Requirement 1 -> Which common vowels does the passage on formants and spectrograms say Fig. 2 shows the formants for?
Requirement 2 -> Can you carry on the passage on formants and spectrograms, starting right after its final sentence?

Excerpted text ->
****
Notice in the spectrogram that the bright areas are concentrated in wiggly bands, with dark regions in between. Those bands indicate changing resonances in the vocal tract that characterize “voiced” sounds (sounds made with the vocal chords). When the vocal tract is relaxed, those resonances (called formants) are roughly 1,000 Hz apart starting at 500 Hz. Movements of the tongue, lips, and jaw change the shape of the oral cavity and, as a consequence, move the formants around. Fig. 2 shows the formants for the common vowels, a, e, i, o, and u. The first three formants are the most important for speech intelligibility, while the fourth and fifth are important for voice identification. Formants alone are not sufficient to produce intelligible speech, but they are excellent for imparting a speechlike feel to many sound sources.
Fig. 3 is a block diagram for a simple setup to synthesize vowels that can be implemented in any reasonably endowed subtractive synth. The MP3 example synVowels (see Web Clip 2) is a recording of 20 vowel phonemes using such a synth created in Native Instruments Reaktor; Fig. 4 shows a spectrogram of those sounds. For the first ten vowels, the oscillator pitch was 125 Hz (a typical male voice pitch), and for the next ten, it was 250 Hz (a typical female voice pitch). The formants used, which are shown in the box at the top, were taken from Dodge and Jerse's Computer Music.
Beyond analysis, spectrograms can be used to resynthesize speech in two ways: additively and subtractively. Used additively, each horizontal line represents a sine-wave oscillator; used subtractively, each horizontal line represents a filter band. In the subtractive case, a harmonically rich source is required for filtering, and in both cases, the brightness of the spectrogram controls level.
The MP3 file ElectronicMix (see Web Clip 3) is a recording of the spoken word electronic followed by nine resyntheses from its spectrogram. The first three are synthesized additively with the spectrogram untransposed, transposed up a tritone, and transposed down a tritone. The next three are synthesized subtractively using the same spectrogram, but transposing the narrow pulse-wave source. The final three, which are doubled in length, are also subtractive and use a varying pitch, a chord, and white noise as the source. Notice that changing the pitch with additive resynthesis also changes the formants, producing the familiar Munchkin effect, whereas with subtractive resynthesis, the pitch of the source changes while the formants remain unchanged. The examples were done on a Mac using MetaSynth.
Spectrograms are one example of a general method of analyzing speech called formant tracking. Whatever the final form, the process involves breaking the sound file into small segments called frames (as in the frames in a movie), then computing the frequency spectrum of each frame to extract the formant information. The frame data can then be manipulated graphically or numerically, depending on the software used, and resynthesized. That allows independent time stretching as well as formant and pitch shifting.
****
Dataset records ->
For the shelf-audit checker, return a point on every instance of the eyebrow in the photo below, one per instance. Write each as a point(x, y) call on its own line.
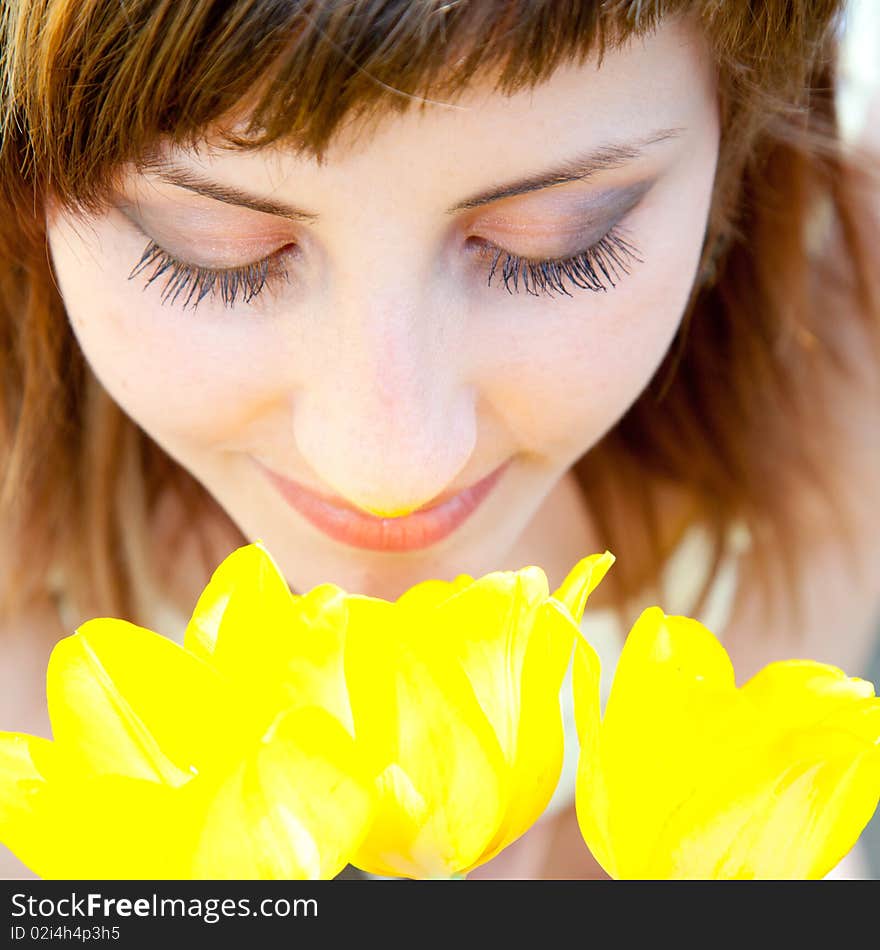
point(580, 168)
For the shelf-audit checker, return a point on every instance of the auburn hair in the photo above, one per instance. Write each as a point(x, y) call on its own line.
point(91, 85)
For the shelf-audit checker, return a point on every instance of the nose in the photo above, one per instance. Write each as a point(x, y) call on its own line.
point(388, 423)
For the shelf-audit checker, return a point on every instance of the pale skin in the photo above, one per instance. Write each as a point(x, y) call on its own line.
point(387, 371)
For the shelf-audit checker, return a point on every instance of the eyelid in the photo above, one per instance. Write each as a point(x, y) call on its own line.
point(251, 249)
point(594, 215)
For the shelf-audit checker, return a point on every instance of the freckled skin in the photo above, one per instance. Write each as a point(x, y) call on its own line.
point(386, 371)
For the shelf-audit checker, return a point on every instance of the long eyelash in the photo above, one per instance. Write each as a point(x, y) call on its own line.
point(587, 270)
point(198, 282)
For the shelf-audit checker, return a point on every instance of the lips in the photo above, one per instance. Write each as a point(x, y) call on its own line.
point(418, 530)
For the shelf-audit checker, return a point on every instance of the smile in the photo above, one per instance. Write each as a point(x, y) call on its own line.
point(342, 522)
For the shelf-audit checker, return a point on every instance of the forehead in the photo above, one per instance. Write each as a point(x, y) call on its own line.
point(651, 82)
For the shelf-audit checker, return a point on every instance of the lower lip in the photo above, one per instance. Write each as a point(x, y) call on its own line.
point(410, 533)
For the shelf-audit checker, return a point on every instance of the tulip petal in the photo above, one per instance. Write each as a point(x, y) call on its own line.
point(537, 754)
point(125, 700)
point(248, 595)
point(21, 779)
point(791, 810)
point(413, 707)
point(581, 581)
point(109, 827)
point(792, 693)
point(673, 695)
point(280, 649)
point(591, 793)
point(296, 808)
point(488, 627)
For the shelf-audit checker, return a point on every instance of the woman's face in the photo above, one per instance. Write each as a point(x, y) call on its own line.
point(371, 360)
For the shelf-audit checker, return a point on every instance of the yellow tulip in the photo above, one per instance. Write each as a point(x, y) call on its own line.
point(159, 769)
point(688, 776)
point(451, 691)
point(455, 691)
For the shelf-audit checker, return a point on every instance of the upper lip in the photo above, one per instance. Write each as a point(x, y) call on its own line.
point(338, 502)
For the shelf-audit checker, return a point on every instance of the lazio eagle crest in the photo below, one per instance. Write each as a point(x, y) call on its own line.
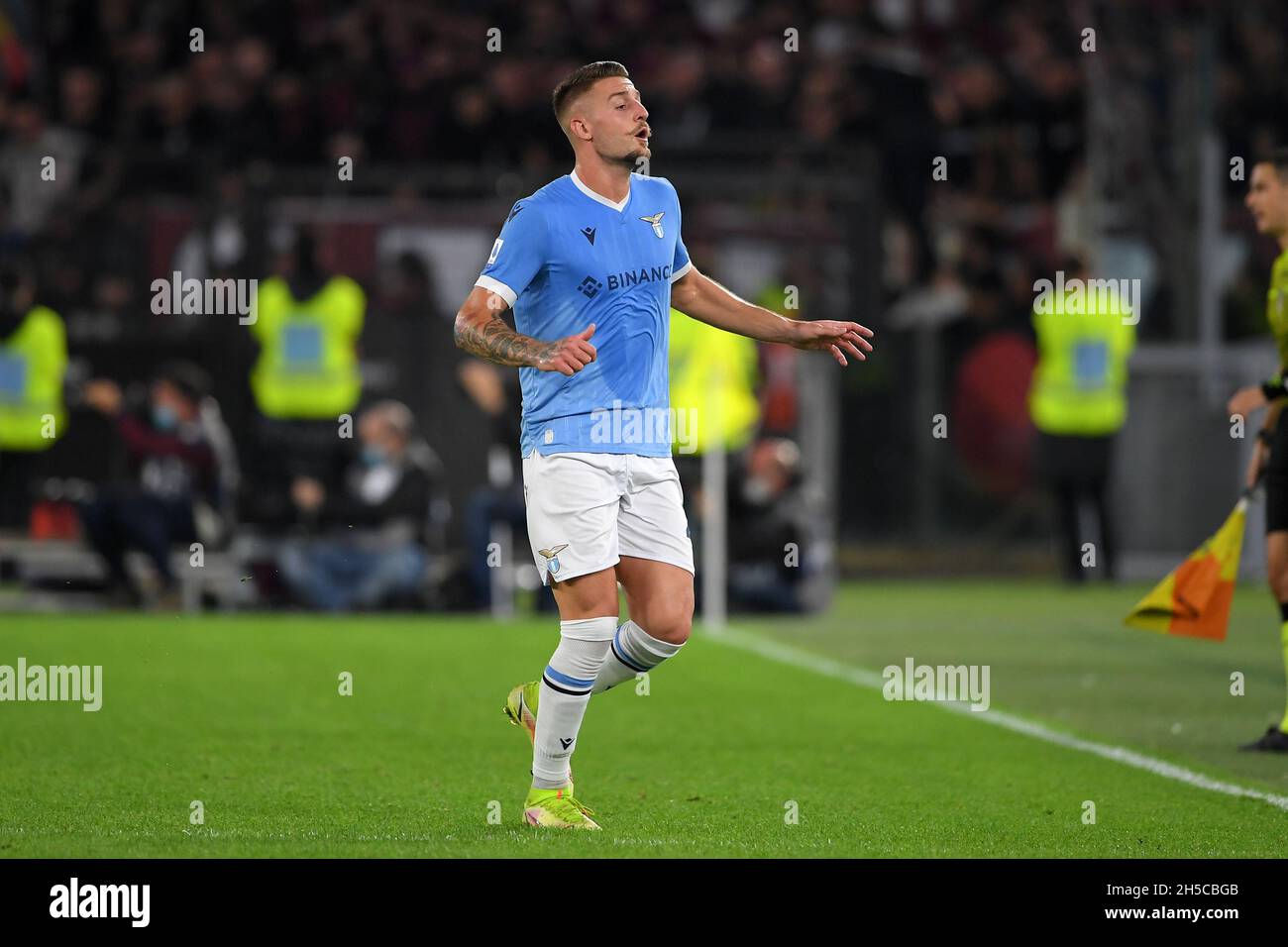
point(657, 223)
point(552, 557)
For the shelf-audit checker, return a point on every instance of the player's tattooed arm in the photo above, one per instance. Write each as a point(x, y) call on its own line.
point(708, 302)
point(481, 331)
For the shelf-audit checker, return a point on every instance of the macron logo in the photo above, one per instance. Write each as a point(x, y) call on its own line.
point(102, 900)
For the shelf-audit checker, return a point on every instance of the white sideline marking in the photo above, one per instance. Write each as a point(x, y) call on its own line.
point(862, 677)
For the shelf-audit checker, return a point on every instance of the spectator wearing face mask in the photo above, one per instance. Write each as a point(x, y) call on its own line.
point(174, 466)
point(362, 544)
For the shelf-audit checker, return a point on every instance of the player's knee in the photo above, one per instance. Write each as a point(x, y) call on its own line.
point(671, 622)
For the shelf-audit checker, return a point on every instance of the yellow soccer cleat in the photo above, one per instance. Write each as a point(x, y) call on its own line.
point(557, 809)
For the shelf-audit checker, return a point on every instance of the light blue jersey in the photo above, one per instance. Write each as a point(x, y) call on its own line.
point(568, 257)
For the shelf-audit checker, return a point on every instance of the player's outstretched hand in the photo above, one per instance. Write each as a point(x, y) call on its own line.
****
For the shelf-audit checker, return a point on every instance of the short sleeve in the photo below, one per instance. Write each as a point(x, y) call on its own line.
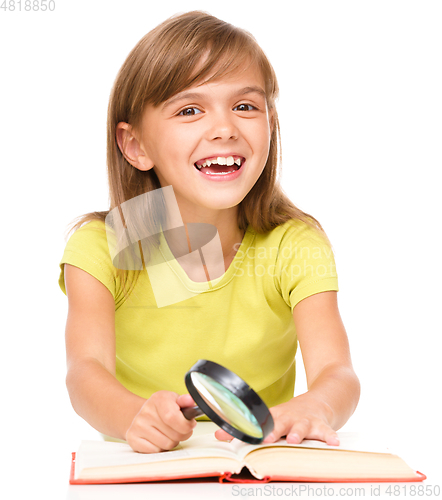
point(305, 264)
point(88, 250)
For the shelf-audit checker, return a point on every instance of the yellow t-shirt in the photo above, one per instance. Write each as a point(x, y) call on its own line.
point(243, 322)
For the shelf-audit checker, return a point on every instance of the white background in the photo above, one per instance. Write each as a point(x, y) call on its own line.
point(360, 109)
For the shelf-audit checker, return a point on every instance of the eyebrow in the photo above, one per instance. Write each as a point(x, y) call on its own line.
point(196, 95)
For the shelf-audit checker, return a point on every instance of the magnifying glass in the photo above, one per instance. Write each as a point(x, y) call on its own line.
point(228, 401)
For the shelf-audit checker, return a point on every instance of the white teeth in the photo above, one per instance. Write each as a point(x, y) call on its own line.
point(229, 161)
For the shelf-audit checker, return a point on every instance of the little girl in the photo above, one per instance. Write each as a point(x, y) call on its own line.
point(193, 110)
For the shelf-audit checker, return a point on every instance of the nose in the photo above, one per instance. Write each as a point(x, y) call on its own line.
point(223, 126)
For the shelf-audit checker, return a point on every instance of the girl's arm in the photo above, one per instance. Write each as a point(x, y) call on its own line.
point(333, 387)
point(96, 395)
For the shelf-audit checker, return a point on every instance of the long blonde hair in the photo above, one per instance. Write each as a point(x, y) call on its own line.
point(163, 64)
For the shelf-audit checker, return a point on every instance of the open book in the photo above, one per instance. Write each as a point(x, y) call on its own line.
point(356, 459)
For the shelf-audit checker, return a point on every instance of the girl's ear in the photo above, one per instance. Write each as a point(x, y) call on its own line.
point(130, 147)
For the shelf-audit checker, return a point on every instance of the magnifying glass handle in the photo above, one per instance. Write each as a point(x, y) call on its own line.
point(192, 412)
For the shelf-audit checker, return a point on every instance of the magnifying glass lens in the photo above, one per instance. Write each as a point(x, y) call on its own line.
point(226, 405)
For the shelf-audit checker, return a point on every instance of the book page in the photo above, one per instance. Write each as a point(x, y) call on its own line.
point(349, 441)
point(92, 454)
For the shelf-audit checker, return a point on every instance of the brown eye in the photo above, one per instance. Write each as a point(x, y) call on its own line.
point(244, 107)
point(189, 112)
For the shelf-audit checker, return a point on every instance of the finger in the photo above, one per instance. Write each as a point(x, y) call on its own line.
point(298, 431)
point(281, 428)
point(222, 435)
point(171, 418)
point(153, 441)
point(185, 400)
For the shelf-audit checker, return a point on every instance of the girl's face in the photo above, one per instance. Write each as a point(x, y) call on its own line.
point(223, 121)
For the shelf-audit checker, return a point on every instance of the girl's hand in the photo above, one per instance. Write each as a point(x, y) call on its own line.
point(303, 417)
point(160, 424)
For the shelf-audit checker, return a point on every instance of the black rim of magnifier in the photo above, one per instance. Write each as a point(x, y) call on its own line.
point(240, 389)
****
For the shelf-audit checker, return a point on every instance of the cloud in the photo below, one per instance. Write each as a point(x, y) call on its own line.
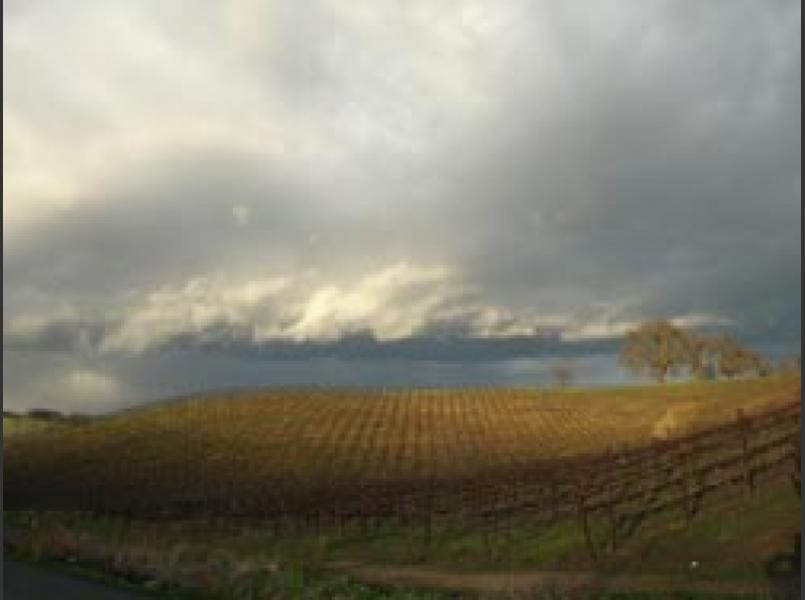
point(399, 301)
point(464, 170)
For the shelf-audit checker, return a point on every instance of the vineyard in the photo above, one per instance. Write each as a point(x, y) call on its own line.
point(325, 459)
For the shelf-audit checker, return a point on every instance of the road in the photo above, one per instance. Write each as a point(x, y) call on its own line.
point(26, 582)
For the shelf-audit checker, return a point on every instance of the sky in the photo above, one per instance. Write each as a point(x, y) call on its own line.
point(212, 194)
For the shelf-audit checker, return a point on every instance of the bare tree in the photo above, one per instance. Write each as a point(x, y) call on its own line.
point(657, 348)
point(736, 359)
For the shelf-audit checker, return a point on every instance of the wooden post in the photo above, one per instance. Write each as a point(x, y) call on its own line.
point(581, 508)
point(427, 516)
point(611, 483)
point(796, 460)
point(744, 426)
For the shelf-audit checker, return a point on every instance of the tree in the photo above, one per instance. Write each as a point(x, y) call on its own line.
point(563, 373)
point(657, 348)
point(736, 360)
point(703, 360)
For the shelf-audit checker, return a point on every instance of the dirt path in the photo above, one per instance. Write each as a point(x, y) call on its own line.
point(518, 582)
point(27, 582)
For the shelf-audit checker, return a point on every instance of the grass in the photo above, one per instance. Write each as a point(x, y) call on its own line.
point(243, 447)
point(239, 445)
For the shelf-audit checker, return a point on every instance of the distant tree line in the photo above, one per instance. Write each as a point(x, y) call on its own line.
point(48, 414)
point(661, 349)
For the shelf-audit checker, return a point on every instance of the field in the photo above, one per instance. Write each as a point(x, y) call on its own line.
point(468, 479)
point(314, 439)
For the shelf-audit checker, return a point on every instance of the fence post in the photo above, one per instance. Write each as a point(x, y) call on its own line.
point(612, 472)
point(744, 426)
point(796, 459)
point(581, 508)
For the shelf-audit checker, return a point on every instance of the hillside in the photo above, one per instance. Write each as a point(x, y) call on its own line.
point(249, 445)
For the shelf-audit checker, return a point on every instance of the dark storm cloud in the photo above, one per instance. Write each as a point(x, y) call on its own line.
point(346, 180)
****
Task output 1 -> a, e, i, o, u

Task output 2 ->
A completely different method of analyzing sound files commonly used in speech synthesis, called linear predictive coding (LPC), also uses frames, but does not attempt to extract their frequency spectra. Instead, it calculates 20 or so parameters (coefficients of a linear equation — hence the L in LPC) for calculating future sample values from prior ones, with minimal error. Though the details are beyond the scope of this article, the important point is that new coefficients are calculated for each frame, and they make up the data of the analysis. LPC, which remains strictly in the time domain, turns out to be a better method of speech synthesis for musical purposes, but because there is no direct correlation between the data and what you hear (as there is with frequency-domain information), it is more difficult to control and manipulate. The primary tool available to the desktop musician for LPC is Csound, but a similar process, called resonator/exciter synthesis, is available in Kyma.
Granular synthesis is now widely used in speech synthesis in two very different ways: to generate speech sounds, as in LPC or formant tracking, and as a tool for dissecting and processing sampled speech. To generate speech, the grains are short bursts (typically between 5 and 50 ms) that are equally spaced. To avoid audible clicks, each grain has a fade-in/fade-out envelope. In such a system, pitch is controlled by the grain spacing, and the spectrum of the wave used in the grain acts something like a formant filter. FOF (fonctions d'onde formantique), developed by Xavier Rodet at IRCAM, and VOSIM (VOice SIMulation), developed by Werner Kaegi at the University of Utrecht, are different implementations of that technique. The adventurous can experiment with these methods in Csound, Cycling '74 Max/MSP, IRCAM's jMax, and other DIY applications.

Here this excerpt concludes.